▶ _WORK TO BE COMPLETED_: Write the next part of the news report on Tenet's quarterly loss, picking up after its final sentence.

▶ _PAGE EXTRACT_:
The loss amounted to $4.33 a share, compared with a loss of $954 million, or $2.05, a year earlier, Dallas-based Tenet said. Revenue fell 2% to $2.41 billion.
Tenet had $1.11 billion in costs to slash the value of hospitals in the Texas-Gulf Coast and Florida-Alabama regions as business slowed, contracts with insurers paid less and unpaid patient bills mounted. The company, which put about a quarter of its hospitals up for sale last year to cut costs, said admissions at hospitals open at least a year slumped in the fourth quarter.
The quarterly loss was the eighth in a row for Tenet, which is seeking to restore confidence and settle lawsuits and government investigations that include allegations the company overcharged Medicare.
Chief Executive Trevor Fetter has sold all but five of the 27 hospitals he sought to shed and is negotiating to get higher payments for treatment from managed-care insurers.
Tenet’s loss excluding some items was 6 cents a share. On that basis, the company was expected to have a loss of 9 cents, according to analysts surveyed by Thomson First Call.
Shares of Tenet rose 10 cents to $11.13 on the New York Stock Exchange. They have declined 7.3% in the last year.
Tenet also said hospital admissions at facilities open at least a year fell 3.8% in the fourth quarter to 167,822. Smaller reimbursements from health insurers also hurt revenue in 2004. Revenue was $2.46 billion in the year-earlier quarter.
The company confirmed a December forecast that 2005 results won’t exceed break-even, excluding potential legal payments or restructuring costs.

▶ _Stored items_:
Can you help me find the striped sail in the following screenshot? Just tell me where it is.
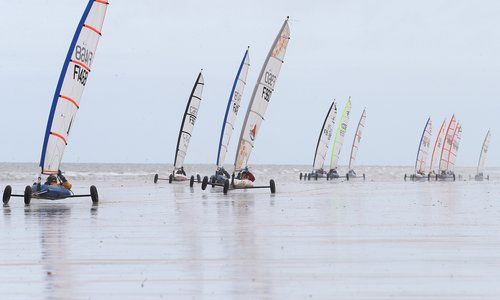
[415,117,432,174]
[477,130,491,174]
[448,122,462,171]
[439,115,457,172]
[429,119,446,172]
[40,0,109,174]
[234,18,290,173]
[330,97,351,170]
[174,72,205,169]
[313,100,337,170]
[349,109,366,170]
[217,49,250,167]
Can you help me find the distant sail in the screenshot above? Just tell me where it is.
[217,49,250,167]
[313,100,337,170]
[40,0,109,174]
[349,109,366,171]
[439,115,457,171]
[234,18,290,173]
[174,72,205,169]
[415,118,432,173]
[429,119,446,172]
[330,97,351,169]
[477,130,491,174]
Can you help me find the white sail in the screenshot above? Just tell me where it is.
[40,0,108,174]
[349,109,366,170]
[448,122,462,171]
[477,130,491,175]
[415,118,432,174]
[330,97,351,170]
[234,18,290,173]
[217,49,250,167]
[313,100,337,170]
[429,119,446,172]
[439,115,457,172]
[174,72,205,169]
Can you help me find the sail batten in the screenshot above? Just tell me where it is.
[174,72,204,169]
[415,117,432,174]
[477,130,491,175]
[313,100,337,170]
[216,49,250,167]
[234,18,290,173]
[39,0,109,174]
[330,97,351,170]
[349,109,366,171]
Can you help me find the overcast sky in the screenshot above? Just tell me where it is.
[0,0,500,166]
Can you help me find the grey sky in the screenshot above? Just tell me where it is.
[0,0,500,166]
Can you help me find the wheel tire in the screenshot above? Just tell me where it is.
[269,179,276,194]
[222,179,229,195]
[3,185,12,204]
[24,185,31,205]
[90,185,99,204]
[201,176,208,191]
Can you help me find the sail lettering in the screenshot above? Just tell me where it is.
[75,45,94,68]
[73,65,89,86]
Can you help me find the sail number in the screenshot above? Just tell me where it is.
[262,71,276,102]
[73,45,94,86]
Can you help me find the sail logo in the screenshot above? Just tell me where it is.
[233,91,241,114]
[250,124,257,142]
[188,106,198,126]
[73,45,94,86]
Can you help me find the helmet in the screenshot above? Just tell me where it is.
[47,175,57,184]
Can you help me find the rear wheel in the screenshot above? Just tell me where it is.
[201,176,208,191]
[222,179,229,195]
[3,185,12,204]
[269,179,276,194]
[24,185,31,205]
[90,185,99,204]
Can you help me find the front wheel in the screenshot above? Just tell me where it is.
[201,176,208,191]
[90,185,99,204]
[3,185,12,204]
[269,179,276,194]
[24,185,31,205]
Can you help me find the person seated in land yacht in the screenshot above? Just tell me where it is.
[45,170,73,190]
[236,167,255,182]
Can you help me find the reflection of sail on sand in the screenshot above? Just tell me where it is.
[25,204,75,299]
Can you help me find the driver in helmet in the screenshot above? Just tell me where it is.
[45,170,72,190]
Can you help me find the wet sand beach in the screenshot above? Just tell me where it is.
[0,164,500,299]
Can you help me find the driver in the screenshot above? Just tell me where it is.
[45,170,73,190]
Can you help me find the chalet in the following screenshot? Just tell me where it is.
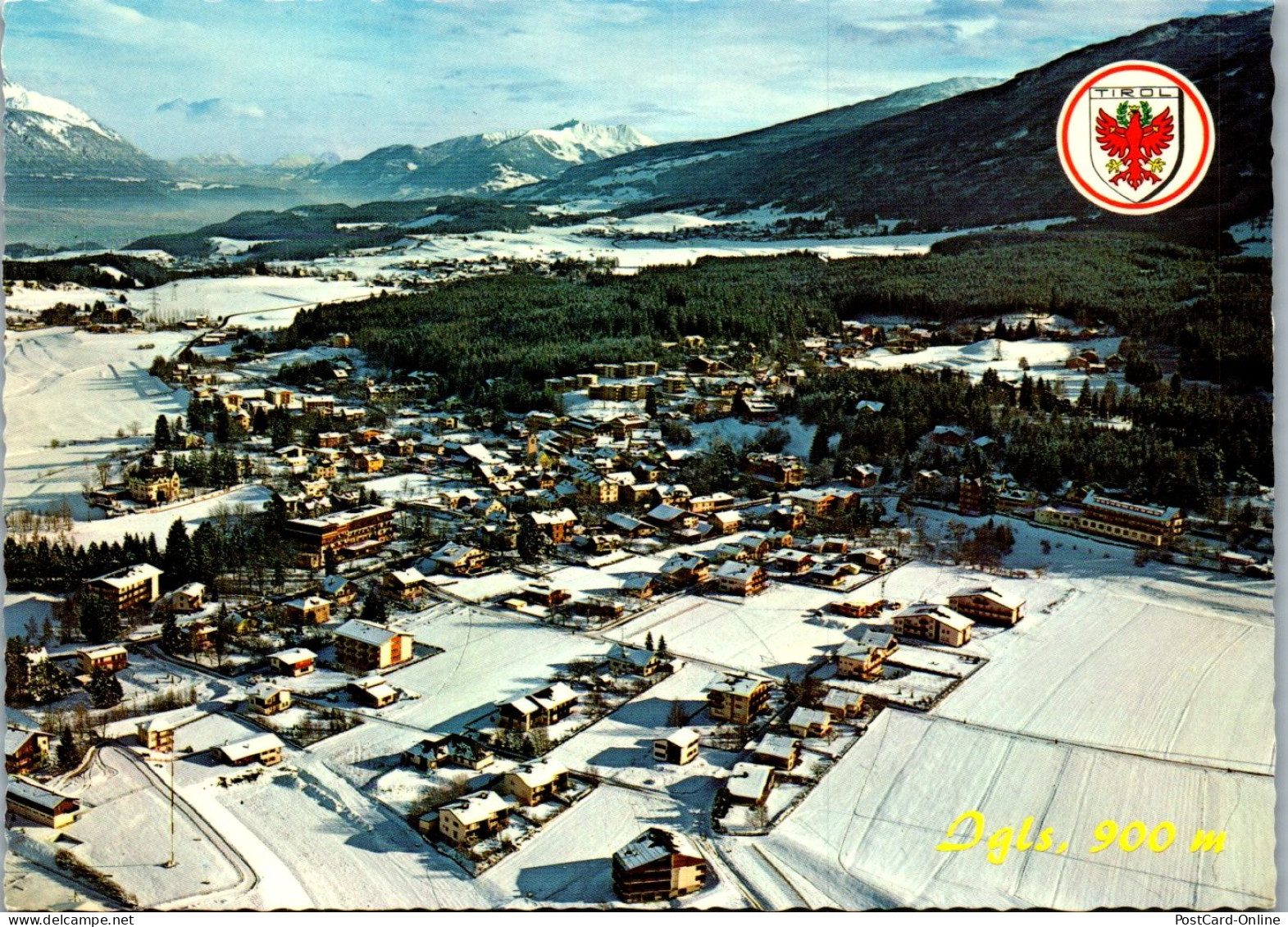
[125,453,180,506]
[344,676,398,708]
[607,643,665,677]
[519,584,572,607]
[613,828,707,904]
[707,675,769,725]
[402,734,496,773]
[166,584,206,613]
[715,560,769,596]
[751,734,801,771]
[380,566,425,602]
[212,734,282,766]
[854,548,894,573]
[81,564,161,614]
[653,728,702,766]
[836,629,899,681]
[644,502,698,530]
[282,595,331,625]
[268,648,316,676]
[765,548,814,575]
[725,762,774,805]
[7,778,80,828]
[421,542,488,584]
[528,508,577,543]
[948,586,1024,625]
[284,505,394,569]
[432,790,510,847]
[658,553,711,586]
[248,683,291,715]
[711,511,742,534]
[76,643,130,676]
[805,562,859,588]
[335,618,412,674]
[894,602,975,647]
[497,683,580,731]
[321,575,358,605]
[622,573,661,598]
[819,688,863,721]
[4,725,50,775]
[742,453,805,489]
[930,425,967,447]
[849,464,881,489]
[787,706,832,738]
[1074,492,1185,548]
[134,717,175,753]
[501,758,568,807]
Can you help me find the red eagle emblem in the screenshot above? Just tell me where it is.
[1096,101,1175,189]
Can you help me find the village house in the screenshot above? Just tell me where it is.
[284,505,394,569]
[528,508,577,544]
[402,734,496,773]
[212,734,282,766]
[125,453,179,506]
[715,560,769,596]
[497,683,580,731]
[282,595,331,625]
[653,728,702,766]
[724,762,774,806]
[134,717,175,753]
[4,725,50,776]
[836,629,899,681]
[380,566,425,602]
[501,757,569,807]
[658,553,711,587]
[268,648,316,676]
[432,790,510,847]
[751,734,801,771]
[707,674,769,725]
[948,586,1024,625]
[894,602,975,647]
[81,564,161,614]
[248,683,291,715]
[5,779,80,828]
[787,706,832,738]
[607,643,665,677]
[320,575,358,605]
[819,688,863,721]
[849,464,881,489]
[344,676,398,708]
[421,542,488,582]
[335,618,412,674]
[613,828,707,904]
[76,643,129,676]
[765,548,814,575]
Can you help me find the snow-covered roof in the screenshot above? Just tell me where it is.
[335,618,399,647]
[725,762,774,801]
[215,734,282,762]
[510,757,568,788]
[439,790,510,825]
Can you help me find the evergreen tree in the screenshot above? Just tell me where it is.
[152,415,173,451]
[85,670,125,708]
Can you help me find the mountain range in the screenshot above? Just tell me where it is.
[5,9,1274,241]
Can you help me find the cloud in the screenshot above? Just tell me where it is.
[157,97,268,120]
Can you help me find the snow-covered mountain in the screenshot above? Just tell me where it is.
[4,81,167,180]
[316,120,656,199]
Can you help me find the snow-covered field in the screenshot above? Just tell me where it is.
[760,716,1275,911]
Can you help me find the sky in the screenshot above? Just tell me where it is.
[4,0,1268,162]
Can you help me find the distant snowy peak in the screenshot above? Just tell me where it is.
[312,120,656,199]
[4,80,125,147]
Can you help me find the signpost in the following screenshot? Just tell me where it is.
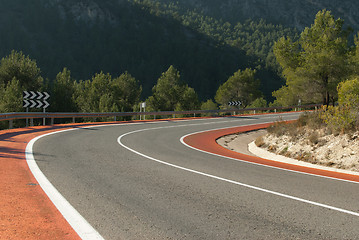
[228,101,242,115]
[228,101,242,107]
[22,91,50,127]
[140,102,146,120]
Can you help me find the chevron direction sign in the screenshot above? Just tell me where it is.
[22,91,50,109]
[228,101,242,106]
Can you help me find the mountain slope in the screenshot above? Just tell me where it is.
[157,0,359,31]
[0,0,357,100]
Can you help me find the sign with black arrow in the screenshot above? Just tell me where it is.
[228,101,242,106]
[22,91,50,109]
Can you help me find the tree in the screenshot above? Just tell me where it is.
[215,68,261,108]
[338,77,359,110]
[0,50,43,91]
[0,77,23,112]
[147,65,199,111]
[274,10,350,105]
[111,72,142,112]
[74,72,142,112]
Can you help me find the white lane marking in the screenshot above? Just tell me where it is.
[25,129,104,240]
[180,130,359,184]
[25,118,262,240]
[117,126,359,217]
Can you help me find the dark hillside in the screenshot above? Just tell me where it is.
[0,0,357,100]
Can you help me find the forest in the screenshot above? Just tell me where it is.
[0,0,297,101]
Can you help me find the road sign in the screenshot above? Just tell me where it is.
[22,91,50,109]
[228,101,242,106]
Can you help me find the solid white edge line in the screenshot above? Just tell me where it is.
[117,123,359,217]
[21,113,312,240]
[25,119,225,240]
[180,127,359,184]
[25,129,104,240]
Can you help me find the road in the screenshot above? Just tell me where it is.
[34,113,359,239]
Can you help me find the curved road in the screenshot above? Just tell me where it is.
[34,113,359,239]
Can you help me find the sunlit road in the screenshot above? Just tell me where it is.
[34,113,359,239]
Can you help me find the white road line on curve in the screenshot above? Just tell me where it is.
[25,113,302,240]
[117,124,359,217]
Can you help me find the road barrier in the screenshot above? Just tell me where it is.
[0,104,321,129]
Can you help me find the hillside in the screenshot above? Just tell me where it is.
[158,0,359,31]
[0,0,357,100]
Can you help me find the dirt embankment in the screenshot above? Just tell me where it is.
[217,129,359,172]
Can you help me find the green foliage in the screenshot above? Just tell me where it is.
[147,65,199,111]
[338,77,359,109]
[0,0,296,100]
[215,68,261,108]
[248,97,268,108]
[0,77,23,113]
[0,50,43,91]
[321,105,356,133]
[274,10,350,105]
[0,51,43,115]
[201,99,218,110]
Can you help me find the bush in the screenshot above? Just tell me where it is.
[321,105,356,133]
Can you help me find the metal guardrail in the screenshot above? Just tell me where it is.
[0,104,321,129]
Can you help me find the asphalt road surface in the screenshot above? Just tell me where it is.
[34,113,359,239]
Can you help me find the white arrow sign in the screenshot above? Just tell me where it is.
[36,92,44,100]
[29,100,37,108]
[43,92,50,102]
[43,100,50,108]
[22,99,30,108]
[22,91,31,99]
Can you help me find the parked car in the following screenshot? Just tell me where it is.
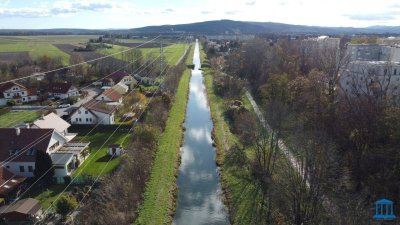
[58,104,71,108]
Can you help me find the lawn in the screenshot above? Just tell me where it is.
[73,128,129,176]
[0,111,39,127]
[96,44,187,65]
[135,46,193,224]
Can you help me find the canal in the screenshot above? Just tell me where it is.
[174,40,229,225]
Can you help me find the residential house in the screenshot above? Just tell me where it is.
[95,88,123,104]
[71,99,117,125]
[48,83,79,99]
[0,166,26,199]
[102,71,137,88]
[0,198,42,224]
[31,113,77,141]
[0,82,37,106]
[0,113,90,177]
[112,83,129,95]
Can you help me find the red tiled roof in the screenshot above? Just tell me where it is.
[100,88,122,102]
[0,128,54,162]
[48,83,72,94]
[82,99,117,115]
[0,82,26,93]
[27,88,37,96]
[0,167,26,197]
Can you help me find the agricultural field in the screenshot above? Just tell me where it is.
[96,44,187,65]
[0,35,97,65]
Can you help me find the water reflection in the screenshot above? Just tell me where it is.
[174,40,229,225]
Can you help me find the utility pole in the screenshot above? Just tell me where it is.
[160,41,164,76]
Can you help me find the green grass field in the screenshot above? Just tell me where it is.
[0,35,98,65]
[135,44,194,225]
[0,111,39,127]
[96,44,186,65]
[74,129,129,176]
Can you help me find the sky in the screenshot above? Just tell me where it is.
[0,0,400,29]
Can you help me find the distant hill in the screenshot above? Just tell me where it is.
[0,20,400,35]
[131,20,400,34]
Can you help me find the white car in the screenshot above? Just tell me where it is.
[58,104,71,108]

▶ _WRITTEN ANSWER_:
Fetter took over in May 2003 when former CEO Jeffrey C. Barbakow resigned. Tenet says it is seeking to settle investigations by the Justice Department, the Securities and Exchange Commission and the Department of Health and Human Services. U.S. attorneys in at least five cities also are conducting probes.
The company said it spent $426 million during the fourth quarter to settle litigation with former patients.
In December, the company said it would set aside $395 million to settle patient lawsuits claiming doctors at a California hospital performed unnecessary heart surgeries. The same month, Tenet agreed to pay $31 million to resolve 106 individual lawsuits against a hospital in Palm Beach, Fla., over complications from heart surgery.
Meanwhile, prosecutors in San Diego will retry a case involving Tenet’s Alvarado Hospital Medical Center after a judge declared a mistrial last month. The medical center was charged with paying illegal kickbacks to doctors in exchange for Medicare patient referrals.
For the full year, Tenet’s loss widened to $2.64 billion, or $5.66 a share, from $1.48 billion, or $3.17, in 2003.